Raw entries:

+---+

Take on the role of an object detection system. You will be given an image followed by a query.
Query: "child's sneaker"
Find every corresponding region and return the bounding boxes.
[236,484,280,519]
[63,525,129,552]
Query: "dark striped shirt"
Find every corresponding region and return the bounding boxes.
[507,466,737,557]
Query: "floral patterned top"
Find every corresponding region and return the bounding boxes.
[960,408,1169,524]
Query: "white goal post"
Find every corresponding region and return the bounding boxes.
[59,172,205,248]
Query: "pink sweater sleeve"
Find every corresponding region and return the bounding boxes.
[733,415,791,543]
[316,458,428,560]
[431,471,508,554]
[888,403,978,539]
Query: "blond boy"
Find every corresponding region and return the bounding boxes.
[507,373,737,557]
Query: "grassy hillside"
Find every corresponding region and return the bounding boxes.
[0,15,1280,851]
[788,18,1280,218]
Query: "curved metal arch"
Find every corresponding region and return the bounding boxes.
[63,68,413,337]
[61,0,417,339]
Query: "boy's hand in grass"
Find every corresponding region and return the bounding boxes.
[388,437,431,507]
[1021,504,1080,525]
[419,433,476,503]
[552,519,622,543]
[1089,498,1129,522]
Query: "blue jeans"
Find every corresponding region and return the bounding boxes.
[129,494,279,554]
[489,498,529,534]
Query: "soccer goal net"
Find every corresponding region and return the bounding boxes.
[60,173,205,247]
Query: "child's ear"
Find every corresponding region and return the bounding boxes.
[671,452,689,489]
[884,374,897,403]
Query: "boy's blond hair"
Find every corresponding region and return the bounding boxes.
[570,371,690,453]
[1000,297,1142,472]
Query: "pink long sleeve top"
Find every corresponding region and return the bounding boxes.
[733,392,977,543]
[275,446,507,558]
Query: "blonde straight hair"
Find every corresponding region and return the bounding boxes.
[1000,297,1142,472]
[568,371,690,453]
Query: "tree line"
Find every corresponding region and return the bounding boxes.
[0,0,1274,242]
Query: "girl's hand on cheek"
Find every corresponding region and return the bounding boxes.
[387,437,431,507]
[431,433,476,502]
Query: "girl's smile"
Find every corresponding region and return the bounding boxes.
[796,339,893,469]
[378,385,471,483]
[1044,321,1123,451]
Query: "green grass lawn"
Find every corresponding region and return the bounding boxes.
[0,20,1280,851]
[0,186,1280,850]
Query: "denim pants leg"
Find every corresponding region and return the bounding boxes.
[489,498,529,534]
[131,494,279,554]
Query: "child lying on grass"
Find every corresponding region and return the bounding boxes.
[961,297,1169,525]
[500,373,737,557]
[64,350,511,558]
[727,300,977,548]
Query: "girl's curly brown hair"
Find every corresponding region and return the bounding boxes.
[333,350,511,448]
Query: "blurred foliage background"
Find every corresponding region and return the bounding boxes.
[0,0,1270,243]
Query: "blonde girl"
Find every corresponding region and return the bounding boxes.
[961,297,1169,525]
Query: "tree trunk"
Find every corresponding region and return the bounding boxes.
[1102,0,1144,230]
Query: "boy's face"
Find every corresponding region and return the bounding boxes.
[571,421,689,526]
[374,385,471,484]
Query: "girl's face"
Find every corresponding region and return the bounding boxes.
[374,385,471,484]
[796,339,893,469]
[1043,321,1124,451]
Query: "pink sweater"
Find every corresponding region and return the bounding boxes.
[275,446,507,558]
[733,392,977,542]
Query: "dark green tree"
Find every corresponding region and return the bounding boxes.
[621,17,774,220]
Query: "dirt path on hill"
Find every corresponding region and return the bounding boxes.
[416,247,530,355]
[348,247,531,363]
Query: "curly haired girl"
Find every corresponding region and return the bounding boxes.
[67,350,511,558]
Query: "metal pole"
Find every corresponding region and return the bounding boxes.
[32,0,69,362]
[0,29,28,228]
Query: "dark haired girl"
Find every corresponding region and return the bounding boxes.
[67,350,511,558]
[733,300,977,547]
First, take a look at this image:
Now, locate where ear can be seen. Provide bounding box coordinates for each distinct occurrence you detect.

+---+

Goal >>
Copy every entry above word for word, leaving nothing out and changing nothing.

Worked solution >>
Take on the role of an object detection system. You will be given an image followed by a query.
Query: "child's sneaker"
Find every corresponding region and return the bounding boxes.
[236,484,280,519]
[63,525,129,552]
Query: "dark striped shirt"
Find every corresponding region and return the bounding boxes.
[507,466,737,557]
Query: "floral patterned top"
Find every corresponding region and return the bounding boxes.
[960,408,1169,524]
Query: "white goal post"
Find every corresponding region and return the bounding boxes.
[59,172,205,248]
Query: "pink sweater sleeve"
Find every corresponding region and return the bounding boxes.
[733,415,791,543]
[316,458,428,560]
[431,471,508,554]
[888,403,978,539]
Query: "blond boy"
Find every corresponding region and return the bounding boxes.
[507,373,737,557]
Query: "grassy hillside"
Find every corresponding region and return the bounding boxes.
[0,15,1280,851]
[788,18,1280,218]
Query: "curved metal arch"
Find every corresponding region and return the bounding boxes.
[63,68,413,337]
[61,0,417,339]
Query: "boy's hand in grass"
Find every corresponding region and return the bounding boxes.
[388,437,431,507]
[1021,504,1080,525]
[419,433,476,503]
[552,519,622,543]
[1089,498,1129,522]
Query: "blue jeans"
Find every corresponding region and return the bounding boxes.
[129,494,279,554]
[489,498,529,534]
Query: "soccer goal net"
Find every corresponding region and return the bounding boxes.
[60,173,205,247]
Query: "child's ear"
Find every corresponding region and return the bounding boxes.
[671,452,689,489]
[884,374,897,403]
Query: "boy's blond hair"
Find every corresponding region and return the bounding boxes.
[570,371,690,453]
[1000,297,1142,472]
Query: "pink long sleeve top"
Find every corresponding region and return the bounding boxes.
[733,392,977,543]
[275,446,507,558]
Query: "blonde straight hair"
Find every corresponding region and return the bounding boxes.
[1000,297,1142,472]
[568,371,690,453]
Query: "tree line"
Find every corresponding region and return the bounding boxes.
[0,0,1274,242]
Query: "girl's hand on cheek"
Find every corresponding region and return the bounding boxes.
[387,437,431,507]
[431,433,476,502]
Query: "girl's smile"
Find every corresponding region and return the bounding boxes.
[796,339,893,469]
[378,385,471,483]
[1044,321,1123,451]
Query: "green grass lawn"
Find every corresponding region and return the bounding boxes.
[0,20,1280,851]
[0,186,1280,850]
Query: "denim pants leg"
Find every corresponding region and return the bounding boxes.
[489,498,529,534]
[131,494,279,554]
Query: "child lying on grass"
Find every corresponding region and return the bounding boxes.
[961,297,1169,525]
[500,373,737,557]
[64,350,511,558]
[727,300,977,548]
Query: "girl's curly brown hair"
Find every corresponding region and return the bounding boxes.
[333,350,511,448]
Query: "blurred foliage background"
Find every corresponding region and return the bounding boxes.
[0,0,1270,243]
Query: "blonde girl"
Find every corresponding region and return the bounding boxes.
[961,297,1169,525]
Query: "tree trunk"
Find every corresponding region and return the bounding boxes.
[1102,0,1144,230]
Query: "boy's face"
Find every corresponding region and return the bounding boxes.
[571,421,689,526]
[374,385,471,484]
Query: "girl's face"
Find every corresponding region and return the bounding boxes.
[374,385,471,484]
[796,339,893,469]
[1043,321,1124,451]
Query: "pink sweater"
Find every corresponding region and return the bounding boxes.
[275,446,507,558]
[733,392,977,542]
Query: "dark green tree"
Find every corresponding region and return the bounding boxes.
[621,17,774,220]
Query: "dirt path on hill"
Find every corresponding region and return the bounding boxes.
[416,247,530,355]
[348,247,531,363]
Query: "curly haired girl"
Find every corresponding region and return the bounding boxes.
[67,350,511,558]
Query: "metal pole"
Find every corresponding region and return the bounding boxes.
[32,0,69,362]
[0,29,28,228]
Query: "dark haired girl"
Find every corresponding region and return the bounding boxes.
[67,350,511,558]
[733,300,977,547]
First, take a look at this image:
Now, locate where ear can be seen. Provide bounding box coordinates for each distinct occurrence you detect.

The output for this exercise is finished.